RECORDS SHOWN Block Start

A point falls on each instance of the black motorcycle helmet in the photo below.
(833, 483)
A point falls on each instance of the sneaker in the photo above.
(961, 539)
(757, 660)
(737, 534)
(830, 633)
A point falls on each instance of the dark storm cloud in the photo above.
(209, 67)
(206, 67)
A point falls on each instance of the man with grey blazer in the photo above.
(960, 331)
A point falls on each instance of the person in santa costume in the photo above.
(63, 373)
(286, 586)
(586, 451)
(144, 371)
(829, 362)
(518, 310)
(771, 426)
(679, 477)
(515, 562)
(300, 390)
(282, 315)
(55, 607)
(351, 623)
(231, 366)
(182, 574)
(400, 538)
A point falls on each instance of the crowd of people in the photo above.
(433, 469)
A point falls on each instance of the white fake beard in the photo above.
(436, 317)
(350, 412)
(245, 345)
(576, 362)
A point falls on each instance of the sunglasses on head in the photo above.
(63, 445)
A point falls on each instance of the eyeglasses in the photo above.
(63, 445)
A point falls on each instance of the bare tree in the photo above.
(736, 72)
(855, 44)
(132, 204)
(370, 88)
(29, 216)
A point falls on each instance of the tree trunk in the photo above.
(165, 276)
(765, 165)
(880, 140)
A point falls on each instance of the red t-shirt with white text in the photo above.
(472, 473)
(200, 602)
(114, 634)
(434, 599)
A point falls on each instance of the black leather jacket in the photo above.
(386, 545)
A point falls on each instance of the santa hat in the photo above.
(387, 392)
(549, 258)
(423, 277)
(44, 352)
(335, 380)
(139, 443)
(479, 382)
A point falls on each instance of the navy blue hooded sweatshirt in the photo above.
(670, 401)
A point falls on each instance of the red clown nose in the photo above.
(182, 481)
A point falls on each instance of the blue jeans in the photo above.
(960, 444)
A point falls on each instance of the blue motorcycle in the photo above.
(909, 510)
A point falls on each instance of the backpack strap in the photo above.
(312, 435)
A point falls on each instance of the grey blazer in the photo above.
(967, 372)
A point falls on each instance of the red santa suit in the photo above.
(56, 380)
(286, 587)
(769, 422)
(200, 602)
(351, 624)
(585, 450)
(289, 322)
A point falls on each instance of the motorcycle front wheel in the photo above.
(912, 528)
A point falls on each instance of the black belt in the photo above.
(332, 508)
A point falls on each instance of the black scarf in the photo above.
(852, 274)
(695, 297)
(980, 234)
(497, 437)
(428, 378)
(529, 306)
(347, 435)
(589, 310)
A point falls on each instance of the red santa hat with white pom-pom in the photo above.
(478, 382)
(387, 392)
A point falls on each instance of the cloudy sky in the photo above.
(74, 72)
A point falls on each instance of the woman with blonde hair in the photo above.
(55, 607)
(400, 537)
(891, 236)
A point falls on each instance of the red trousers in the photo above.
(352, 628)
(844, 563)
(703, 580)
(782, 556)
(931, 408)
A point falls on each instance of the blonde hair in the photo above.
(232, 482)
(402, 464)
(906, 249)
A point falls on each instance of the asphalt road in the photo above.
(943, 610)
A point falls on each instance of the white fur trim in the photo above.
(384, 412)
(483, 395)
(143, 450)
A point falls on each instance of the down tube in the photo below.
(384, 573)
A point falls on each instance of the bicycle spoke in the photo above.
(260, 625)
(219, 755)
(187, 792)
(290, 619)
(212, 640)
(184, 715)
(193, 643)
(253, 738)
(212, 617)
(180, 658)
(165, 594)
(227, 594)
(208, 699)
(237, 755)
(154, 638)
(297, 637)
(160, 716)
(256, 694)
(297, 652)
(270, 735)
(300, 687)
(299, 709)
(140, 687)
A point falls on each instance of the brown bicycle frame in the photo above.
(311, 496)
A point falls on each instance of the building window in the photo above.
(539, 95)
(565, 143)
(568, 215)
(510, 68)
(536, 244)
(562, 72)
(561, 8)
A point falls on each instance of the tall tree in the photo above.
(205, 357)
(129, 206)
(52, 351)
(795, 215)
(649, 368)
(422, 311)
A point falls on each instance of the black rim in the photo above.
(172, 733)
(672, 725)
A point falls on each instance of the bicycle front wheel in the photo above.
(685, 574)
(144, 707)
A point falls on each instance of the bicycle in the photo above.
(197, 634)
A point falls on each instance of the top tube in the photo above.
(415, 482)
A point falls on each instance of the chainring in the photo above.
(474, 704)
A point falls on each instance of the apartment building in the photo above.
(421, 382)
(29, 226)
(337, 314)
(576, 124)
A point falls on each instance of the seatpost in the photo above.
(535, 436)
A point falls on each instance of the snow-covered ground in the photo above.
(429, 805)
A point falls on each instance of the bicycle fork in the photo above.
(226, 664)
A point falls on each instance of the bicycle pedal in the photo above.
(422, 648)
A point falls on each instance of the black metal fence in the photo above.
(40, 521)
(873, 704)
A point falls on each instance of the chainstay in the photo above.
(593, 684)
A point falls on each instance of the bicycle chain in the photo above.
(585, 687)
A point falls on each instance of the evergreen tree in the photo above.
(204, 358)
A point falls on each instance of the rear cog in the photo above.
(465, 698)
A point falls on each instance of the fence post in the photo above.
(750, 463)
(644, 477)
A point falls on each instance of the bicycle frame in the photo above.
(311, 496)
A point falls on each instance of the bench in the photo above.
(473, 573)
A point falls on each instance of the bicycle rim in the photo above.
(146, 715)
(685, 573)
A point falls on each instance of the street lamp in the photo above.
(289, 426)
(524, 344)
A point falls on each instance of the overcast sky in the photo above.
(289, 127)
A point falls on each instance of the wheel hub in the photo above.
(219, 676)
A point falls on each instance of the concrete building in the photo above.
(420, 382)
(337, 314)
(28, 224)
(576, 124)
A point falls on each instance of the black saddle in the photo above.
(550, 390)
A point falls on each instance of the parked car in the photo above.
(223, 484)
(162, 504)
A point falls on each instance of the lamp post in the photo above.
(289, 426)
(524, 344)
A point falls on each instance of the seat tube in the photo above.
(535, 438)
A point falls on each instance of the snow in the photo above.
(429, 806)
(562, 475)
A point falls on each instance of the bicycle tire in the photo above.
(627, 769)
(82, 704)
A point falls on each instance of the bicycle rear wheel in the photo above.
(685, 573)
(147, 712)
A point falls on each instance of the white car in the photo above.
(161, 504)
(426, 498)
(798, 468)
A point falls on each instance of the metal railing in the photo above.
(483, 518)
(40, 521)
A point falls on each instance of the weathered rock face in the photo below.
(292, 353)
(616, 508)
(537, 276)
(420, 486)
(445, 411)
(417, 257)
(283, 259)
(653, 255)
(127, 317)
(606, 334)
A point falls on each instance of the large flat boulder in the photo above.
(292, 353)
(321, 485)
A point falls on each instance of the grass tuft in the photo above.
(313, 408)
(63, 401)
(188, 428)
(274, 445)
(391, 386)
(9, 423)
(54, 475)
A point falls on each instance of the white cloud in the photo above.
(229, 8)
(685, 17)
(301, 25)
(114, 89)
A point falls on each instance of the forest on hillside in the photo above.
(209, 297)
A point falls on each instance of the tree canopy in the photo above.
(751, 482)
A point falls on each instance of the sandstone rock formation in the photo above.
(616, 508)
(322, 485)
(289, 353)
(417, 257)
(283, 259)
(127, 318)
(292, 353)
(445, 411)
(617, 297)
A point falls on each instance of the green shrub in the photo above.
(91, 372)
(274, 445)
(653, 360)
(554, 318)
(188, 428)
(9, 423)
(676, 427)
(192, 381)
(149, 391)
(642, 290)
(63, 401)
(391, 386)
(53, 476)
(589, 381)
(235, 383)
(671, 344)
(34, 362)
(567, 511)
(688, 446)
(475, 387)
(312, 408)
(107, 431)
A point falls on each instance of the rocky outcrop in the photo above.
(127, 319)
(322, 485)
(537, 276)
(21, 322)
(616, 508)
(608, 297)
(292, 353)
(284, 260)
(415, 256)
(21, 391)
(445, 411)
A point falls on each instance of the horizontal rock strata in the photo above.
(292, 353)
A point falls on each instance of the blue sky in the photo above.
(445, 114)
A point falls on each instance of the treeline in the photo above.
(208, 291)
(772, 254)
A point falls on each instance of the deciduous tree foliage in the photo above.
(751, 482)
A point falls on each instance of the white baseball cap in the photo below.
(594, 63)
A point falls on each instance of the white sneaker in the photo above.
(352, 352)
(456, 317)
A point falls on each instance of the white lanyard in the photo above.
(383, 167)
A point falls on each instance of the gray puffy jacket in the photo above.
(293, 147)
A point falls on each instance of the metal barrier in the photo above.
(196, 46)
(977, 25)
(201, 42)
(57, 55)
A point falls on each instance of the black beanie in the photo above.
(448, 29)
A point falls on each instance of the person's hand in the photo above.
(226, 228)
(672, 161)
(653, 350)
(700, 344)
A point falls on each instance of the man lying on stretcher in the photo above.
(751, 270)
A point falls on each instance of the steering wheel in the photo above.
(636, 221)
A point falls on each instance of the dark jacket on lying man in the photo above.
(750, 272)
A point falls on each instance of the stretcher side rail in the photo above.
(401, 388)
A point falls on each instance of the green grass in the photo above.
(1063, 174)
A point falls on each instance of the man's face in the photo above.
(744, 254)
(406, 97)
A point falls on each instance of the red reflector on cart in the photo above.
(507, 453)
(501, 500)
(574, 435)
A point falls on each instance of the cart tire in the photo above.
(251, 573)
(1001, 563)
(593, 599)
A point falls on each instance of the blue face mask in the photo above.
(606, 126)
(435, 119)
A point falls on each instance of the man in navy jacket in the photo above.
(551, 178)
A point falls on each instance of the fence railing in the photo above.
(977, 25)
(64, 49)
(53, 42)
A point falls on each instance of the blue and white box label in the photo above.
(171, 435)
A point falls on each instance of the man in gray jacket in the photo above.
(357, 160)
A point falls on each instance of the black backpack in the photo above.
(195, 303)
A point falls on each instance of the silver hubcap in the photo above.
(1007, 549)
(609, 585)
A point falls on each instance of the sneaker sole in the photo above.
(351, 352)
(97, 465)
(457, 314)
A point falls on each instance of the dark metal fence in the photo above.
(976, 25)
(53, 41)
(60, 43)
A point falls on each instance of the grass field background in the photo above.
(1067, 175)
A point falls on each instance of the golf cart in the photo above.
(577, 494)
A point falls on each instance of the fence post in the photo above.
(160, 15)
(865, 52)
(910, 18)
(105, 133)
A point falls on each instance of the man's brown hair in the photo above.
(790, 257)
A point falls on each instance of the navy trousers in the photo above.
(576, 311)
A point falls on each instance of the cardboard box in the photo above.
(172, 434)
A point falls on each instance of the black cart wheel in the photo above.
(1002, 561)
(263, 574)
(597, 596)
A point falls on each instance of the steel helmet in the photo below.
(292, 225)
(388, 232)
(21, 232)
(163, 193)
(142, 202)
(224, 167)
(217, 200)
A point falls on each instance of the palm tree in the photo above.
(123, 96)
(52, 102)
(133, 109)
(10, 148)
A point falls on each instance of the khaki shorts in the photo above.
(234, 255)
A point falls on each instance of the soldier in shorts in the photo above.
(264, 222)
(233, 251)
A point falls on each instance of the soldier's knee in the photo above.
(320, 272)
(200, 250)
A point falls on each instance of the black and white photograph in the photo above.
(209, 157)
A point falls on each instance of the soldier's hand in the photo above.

RECORDS SHOWN Block End

§ TASK DESCRIPTION: The answer should consist of the lines from the one with "A point falls on each instance of the black cart" through the last line of the entries, duplicated exactly and nothing more.

§ SOLUTION TO THE PROBLEM:
A point falls on each instance of the black cart wheel in the photo above.
(1002, 561)
(263, 574)
(597, 596)
A point falls on each instance of the steel helmet in the photo below.
(292, 225)
(388, 232)
(21, 232)
(163, 193)
(142, 202)
(224, 167)
(217, 200)
A point falls on each instance of the palm tree in the photo above.
(123, 96)
(52, 102)
(133, 109)
(10, 148)
A point falls on each instance of the khaki shorts in the photo above.
(234, 255)
A point falls on each instance of the soldier in shorts in the photo above.
(264, 222)
(233, 251)
A point falls on each instance of the soldier's knee in the photo above.
(320, 272)
(200, 250)
A point falls on each instance of the black and white photograph in the photo above.
(209, 157)
A point falls on each instance of the soldier's hand in the photo above.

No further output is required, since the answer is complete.